WORK TO DO
Repeat each line of the material exactly.

THE RECORDS

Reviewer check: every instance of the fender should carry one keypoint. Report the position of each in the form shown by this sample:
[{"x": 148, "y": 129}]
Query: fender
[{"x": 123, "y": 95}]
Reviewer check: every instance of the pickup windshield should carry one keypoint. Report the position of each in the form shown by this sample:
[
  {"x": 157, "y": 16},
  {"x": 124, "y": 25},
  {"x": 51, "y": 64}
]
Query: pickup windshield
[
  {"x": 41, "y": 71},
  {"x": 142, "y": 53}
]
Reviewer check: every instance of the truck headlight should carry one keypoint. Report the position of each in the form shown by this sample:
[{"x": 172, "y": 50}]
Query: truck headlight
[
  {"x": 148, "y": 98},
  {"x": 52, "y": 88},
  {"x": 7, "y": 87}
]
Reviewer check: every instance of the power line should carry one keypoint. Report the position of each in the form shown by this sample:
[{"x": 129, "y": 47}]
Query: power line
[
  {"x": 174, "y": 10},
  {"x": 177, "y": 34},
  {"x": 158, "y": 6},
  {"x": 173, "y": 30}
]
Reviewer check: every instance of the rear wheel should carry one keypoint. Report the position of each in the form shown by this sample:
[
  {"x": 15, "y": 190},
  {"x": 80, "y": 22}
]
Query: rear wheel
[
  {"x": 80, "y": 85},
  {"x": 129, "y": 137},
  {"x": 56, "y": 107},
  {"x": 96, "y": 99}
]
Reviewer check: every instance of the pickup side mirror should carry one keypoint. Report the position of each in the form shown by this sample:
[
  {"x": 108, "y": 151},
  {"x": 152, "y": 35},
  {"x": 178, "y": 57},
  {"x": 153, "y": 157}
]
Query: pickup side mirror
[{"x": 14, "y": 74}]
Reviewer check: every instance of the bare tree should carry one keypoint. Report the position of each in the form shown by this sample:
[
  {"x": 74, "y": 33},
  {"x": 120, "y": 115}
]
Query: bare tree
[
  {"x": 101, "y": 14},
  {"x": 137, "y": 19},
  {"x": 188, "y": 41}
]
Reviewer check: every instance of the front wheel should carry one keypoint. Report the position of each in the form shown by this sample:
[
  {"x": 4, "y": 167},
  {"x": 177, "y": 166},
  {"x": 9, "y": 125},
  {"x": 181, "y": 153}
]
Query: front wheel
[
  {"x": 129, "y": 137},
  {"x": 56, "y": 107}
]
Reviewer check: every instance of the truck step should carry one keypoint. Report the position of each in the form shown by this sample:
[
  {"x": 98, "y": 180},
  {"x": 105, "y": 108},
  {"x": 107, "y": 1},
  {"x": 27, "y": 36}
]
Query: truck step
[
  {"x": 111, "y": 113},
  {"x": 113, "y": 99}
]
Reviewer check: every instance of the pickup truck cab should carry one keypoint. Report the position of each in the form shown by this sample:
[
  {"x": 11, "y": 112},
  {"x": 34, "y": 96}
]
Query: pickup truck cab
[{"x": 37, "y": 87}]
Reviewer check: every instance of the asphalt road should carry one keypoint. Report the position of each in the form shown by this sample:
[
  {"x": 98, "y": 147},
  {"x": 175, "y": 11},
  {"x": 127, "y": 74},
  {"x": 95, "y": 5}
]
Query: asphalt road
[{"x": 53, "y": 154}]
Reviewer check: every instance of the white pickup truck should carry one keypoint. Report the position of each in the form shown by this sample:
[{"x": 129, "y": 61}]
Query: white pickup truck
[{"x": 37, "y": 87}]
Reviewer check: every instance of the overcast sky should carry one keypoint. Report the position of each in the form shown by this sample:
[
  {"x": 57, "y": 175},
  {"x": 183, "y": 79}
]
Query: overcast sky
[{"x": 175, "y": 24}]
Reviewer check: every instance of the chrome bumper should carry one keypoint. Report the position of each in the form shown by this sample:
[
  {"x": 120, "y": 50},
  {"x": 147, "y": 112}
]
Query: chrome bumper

RESULT BELOW
Reviewer check: every instance of the fender should carry one keypoint. Report the position of each in the form shown by this sample:
[{"x": 148, "y": 129}]
Query: fender
[{"x": 123, "y": 95}]
Reviewer check: every instance of the pickup windshield should carry one keypoint. Report the position of each in the form shown by this sample:
[
  {"x": 157, "y": 16},
  {"x": 124, "y": 25},
  {"x": 51, "y": 64}
]
Query: pickup windshield
[
  {"x": 41, "y": 71},
  {"x": 142, "y": 53}
]
Reviewer check: every instance of the truck headlight should carry one keypoint. Report the position of each in the form shown by this sample:
[{"x": 172, "y": 50}]
Query: truck headlight
[
  {"x": 148, "y": 98},
  {"x": 52, "y": 88},
  {"x": 7, "y": 87}
]
Reviewer check: every instance of the power line should carry one keypoint. Report the position of each in the form shown by this sample:
[{"x": 129, "y": 47}]
Query: power line
[
  {"x": 174, "y": 10},
  {"x": 177, "y": 34},
  {"x": 158, "y": 6},
  {"x": 173, "y": 30}
]
Reviewer check: every instance of the rear wheel should carry one keypoint. Report the position of each in the form shown by this sample:
[
  {"x": 15, "y": 190},
  {"x": 80, "y": 22}
]
Query: rear wheel
[
  {"x": 80, "y": 85},
  {"x": 129, "y": 137},
  {"x": 56, "y": 107},
  {"x": 96, "y": 99}
]
Reviewer check: every instance of the pickup side mirror should carry one keypoint. Report the position of each in the form shown by this sample:
[
  {"x": 108, "y": 151},
  {"x": 152, "y": 35},
  {"x": 178, "y": 57},
  {"x": 153, "y": 157}
]
Query: pickup side mirror
[{"x": 14, "y": 74}]
Reviewer check: every instance of the bare tree should carry one keypoint. Report the position of each in the form shown by this sample:
[
  {"x": 74, "y": 33},
  {"x": 120, "y": 115}
]
Query: bare tree
[
  {"x": 101, "y": 14},
  {"x": 137, "y": 19},
  {"x": 188, "y": 41}
]
Reviewer check: every instance of the front wheel should carry one keypoint. Report the position of each in the form shown by this sample:
[
  {"x": 4, "y": 167},
  {"x": 177, "y": 166},
  {"x": 9, "y": 125},
  {"x": 181, "y": 153}
]
Query: front wheel
[
  {"x": 129, "y": 137},
  {"x": 56, "y": 107}
]
Reviewer check: every instance of the truck step should carry one keypoint. Report the position of each in the form shown by this sample:
[
  {"x": 98, "y": 180},
  {"x": 105, "y": 108},
  {"x": 107, "y": 1},
  {"x": 27, "y": 36}
]
Query: truck step
[
  {"x": 111, "y": 113},
  {"x": 113, "y": 99}
]
Reviewer check: every instance of the pickup truck cab should carry one keypoint. Report the position of each in the form shown by this sample:
[
  {"x": 11, "y": 112},
  {"x": 34, "y": 96}
]
Query: pickup truck cab
[{"x": 37, "y": 87}]
Reviewer check: every instance of the asphalt road should carry one keypoint. Report the position of each in the form shown by this sample:
[
  {"x": 98, "y": 147},
  {"x": 175, "y": 11},
  {"x": 127, "y": 74},
  {"x": 95, "y": 5}
]
Query: asphalt road
[{"x": 53, "y": 154}]
Reviewer check: every instance of the white pickup truck should carry one keypoint. Report the position of each in the form shown by this sample:
[{"x": 129, "y": 61}]
Query: white pickup truck
[{"x": 37, "y": 87}]
Reviewer check: every instance of the overcast sky should carry one keypoint. Report the position of each in the form shown by this sample:
[
  {"x": 57, "y": 175},
  {"x": 183, "y": 79}
]
Query: overcast sky
[{"x": 175, "y": 24}]
Reviewer check: every instance of the chrome bumper should carry one keypoint. Report the position of each in the form shown by this sample:
[
  {"x": 120, "y": 50},
  {"x": 147, "y": 112}
]
Query: chrome bumper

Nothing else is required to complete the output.